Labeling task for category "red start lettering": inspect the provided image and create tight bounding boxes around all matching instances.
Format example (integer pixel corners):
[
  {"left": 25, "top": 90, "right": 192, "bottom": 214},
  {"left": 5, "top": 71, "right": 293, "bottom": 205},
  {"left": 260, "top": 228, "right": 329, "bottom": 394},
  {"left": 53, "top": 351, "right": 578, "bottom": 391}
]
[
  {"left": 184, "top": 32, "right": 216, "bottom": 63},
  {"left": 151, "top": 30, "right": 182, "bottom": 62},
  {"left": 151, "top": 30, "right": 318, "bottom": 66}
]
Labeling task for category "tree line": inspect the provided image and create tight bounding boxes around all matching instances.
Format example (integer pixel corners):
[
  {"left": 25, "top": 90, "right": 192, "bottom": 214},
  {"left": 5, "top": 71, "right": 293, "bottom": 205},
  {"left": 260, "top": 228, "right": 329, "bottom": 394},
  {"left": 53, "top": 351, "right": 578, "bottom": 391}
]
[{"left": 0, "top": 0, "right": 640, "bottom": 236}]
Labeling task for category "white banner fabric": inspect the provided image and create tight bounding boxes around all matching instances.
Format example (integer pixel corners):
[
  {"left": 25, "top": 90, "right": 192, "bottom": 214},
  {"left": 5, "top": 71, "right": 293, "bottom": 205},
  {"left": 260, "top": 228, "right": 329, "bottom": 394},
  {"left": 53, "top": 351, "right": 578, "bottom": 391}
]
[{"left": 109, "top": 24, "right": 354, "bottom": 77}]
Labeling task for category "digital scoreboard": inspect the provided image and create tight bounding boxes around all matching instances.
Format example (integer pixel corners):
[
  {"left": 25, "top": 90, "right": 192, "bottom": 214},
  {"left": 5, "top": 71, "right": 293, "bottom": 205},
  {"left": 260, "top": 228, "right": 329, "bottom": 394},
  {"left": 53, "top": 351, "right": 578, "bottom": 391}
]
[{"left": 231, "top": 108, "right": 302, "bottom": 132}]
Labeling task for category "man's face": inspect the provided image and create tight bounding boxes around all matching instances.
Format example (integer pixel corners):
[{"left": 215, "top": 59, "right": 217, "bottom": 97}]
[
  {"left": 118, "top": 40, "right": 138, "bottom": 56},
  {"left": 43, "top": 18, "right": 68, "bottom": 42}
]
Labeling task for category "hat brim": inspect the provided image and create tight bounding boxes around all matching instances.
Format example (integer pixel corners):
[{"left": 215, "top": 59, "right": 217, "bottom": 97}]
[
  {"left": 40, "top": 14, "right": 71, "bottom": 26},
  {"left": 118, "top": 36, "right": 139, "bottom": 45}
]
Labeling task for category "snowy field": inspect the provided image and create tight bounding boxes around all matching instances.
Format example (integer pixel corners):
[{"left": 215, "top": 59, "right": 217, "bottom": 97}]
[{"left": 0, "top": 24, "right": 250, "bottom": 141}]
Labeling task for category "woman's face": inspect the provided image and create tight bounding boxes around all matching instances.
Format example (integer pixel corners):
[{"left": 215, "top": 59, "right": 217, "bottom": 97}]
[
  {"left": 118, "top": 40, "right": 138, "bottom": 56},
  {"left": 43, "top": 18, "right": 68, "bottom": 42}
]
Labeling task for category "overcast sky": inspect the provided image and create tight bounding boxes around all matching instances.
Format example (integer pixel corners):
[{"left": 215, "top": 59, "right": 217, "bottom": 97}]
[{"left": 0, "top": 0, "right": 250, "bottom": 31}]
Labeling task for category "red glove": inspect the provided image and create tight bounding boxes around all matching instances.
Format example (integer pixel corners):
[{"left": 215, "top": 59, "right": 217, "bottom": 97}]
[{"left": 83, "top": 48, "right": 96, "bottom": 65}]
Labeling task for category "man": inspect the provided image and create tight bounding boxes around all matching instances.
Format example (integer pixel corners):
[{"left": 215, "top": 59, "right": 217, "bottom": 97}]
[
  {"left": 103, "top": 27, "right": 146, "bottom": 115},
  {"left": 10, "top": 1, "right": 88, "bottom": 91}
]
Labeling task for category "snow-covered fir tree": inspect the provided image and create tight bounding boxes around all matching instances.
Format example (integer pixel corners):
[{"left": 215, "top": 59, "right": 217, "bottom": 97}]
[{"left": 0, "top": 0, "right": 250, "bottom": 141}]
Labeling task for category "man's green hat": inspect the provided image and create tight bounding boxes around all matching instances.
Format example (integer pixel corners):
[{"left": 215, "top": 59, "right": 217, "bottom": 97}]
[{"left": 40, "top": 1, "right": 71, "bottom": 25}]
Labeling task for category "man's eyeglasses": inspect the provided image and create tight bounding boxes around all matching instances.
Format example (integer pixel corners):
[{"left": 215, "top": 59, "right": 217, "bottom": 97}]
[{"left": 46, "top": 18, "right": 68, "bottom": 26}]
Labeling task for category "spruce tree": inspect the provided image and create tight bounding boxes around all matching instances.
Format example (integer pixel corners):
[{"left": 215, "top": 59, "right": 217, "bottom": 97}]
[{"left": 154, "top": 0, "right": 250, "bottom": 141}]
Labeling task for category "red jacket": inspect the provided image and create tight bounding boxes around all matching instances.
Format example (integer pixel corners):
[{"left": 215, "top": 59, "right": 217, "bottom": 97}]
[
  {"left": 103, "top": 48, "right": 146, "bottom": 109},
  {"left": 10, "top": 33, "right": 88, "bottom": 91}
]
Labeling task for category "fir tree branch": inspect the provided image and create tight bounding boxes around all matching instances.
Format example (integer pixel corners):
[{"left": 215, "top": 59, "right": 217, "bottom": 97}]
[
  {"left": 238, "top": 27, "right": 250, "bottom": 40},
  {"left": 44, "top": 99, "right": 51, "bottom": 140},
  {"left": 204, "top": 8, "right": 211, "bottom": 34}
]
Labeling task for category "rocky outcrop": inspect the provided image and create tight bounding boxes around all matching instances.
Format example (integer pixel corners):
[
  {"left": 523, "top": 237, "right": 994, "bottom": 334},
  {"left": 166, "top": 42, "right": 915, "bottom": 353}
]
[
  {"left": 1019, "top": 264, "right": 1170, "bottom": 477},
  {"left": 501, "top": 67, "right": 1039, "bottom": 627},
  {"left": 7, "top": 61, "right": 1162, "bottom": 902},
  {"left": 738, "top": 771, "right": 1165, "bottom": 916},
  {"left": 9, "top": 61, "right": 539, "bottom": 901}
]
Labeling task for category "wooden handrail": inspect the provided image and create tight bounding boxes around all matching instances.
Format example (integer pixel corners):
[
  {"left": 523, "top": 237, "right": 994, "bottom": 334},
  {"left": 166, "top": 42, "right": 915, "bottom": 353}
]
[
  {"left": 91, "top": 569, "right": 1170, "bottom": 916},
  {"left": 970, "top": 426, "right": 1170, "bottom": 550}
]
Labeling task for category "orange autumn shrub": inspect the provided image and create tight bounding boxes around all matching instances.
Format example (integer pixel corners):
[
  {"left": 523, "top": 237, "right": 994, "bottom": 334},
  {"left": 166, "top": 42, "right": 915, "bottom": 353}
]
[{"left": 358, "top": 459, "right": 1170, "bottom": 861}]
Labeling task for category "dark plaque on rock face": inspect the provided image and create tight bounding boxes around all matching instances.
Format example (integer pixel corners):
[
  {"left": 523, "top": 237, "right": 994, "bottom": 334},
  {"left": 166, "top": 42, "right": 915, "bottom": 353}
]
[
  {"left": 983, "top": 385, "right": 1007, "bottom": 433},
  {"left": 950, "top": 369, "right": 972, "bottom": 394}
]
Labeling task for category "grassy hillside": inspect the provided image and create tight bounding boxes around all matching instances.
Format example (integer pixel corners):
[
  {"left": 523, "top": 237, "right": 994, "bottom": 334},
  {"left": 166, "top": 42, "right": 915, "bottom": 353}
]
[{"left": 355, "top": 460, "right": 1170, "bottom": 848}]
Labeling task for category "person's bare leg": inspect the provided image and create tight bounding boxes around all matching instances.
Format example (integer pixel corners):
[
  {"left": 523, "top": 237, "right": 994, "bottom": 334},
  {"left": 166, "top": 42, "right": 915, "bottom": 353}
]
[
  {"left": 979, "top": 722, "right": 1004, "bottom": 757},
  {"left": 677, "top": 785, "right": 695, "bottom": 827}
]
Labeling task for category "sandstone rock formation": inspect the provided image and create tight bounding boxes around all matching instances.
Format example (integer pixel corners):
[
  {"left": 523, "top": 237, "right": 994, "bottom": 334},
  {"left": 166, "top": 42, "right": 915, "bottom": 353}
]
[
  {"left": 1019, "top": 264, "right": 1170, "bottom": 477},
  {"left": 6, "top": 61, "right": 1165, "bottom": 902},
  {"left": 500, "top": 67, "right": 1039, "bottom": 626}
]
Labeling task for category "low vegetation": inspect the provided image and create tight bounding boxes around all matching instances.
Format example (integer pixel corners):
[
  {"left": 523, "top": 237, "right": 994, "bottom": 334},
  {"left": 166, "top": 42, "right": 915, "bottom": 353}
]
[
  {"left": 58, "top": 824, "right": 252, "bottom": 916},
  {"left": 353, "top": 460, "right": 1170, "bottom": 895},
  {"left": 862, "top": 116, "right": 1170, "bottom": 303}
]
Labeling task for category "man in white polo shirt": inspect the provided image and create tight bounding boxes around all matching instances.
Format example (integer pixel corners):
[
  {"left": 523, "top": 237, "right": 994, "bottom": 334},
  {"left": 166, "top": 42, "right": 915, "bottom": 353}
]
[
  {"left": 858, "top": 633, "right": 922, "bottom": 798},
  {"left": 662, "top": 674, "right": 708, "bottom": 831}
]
-------
*AIM OF THE EXERCISE*. Copy exactly the lines from the one containing "in white polo" through the last line of the records, both included, and nothing else.

*CORRECT ANSWER*.
Labeling task for category "man in white polo shirt": inspect the provided image and create tight bounding boxes around all matching instances.
Format example (integer pixel corners):
[
  {"left": 523, "top": 237, "right": 994, "bottom": 334},
  {"left": 166, "top": 42, "right": 915, "bottom": 353}
]
[
  {"left": 858, "top": 633, "right": 922, "bottom": 798},
  {"left": 662, "top": 674, "right": 708, "bottom": 831}
]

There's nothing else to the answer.